§ Records supplied

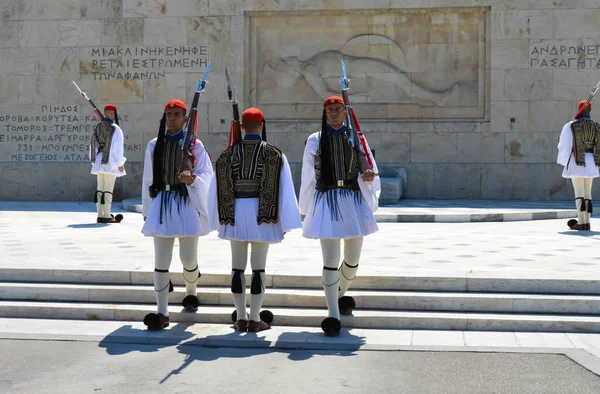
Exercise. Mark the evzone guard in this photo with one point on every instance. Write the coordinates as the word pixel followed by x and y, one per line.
pixel 339 193
pixel 177 175
pixel 579 154
pixel 108 162
pixel 107 158
pixel 253 205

§ Problem to solve
Transcribe all of the data above word for word, leaving the pictures out of your answer.

§ Task answer
Exercise. Mark the evzone guard in this photo with one point on every instance. Write the coordinates as the word pixel followed by x and y, one per line.
pixel 339 193
pixel 177 175
pixel 579 154
pixel 108 162
pixel 107 158
pixel 253 205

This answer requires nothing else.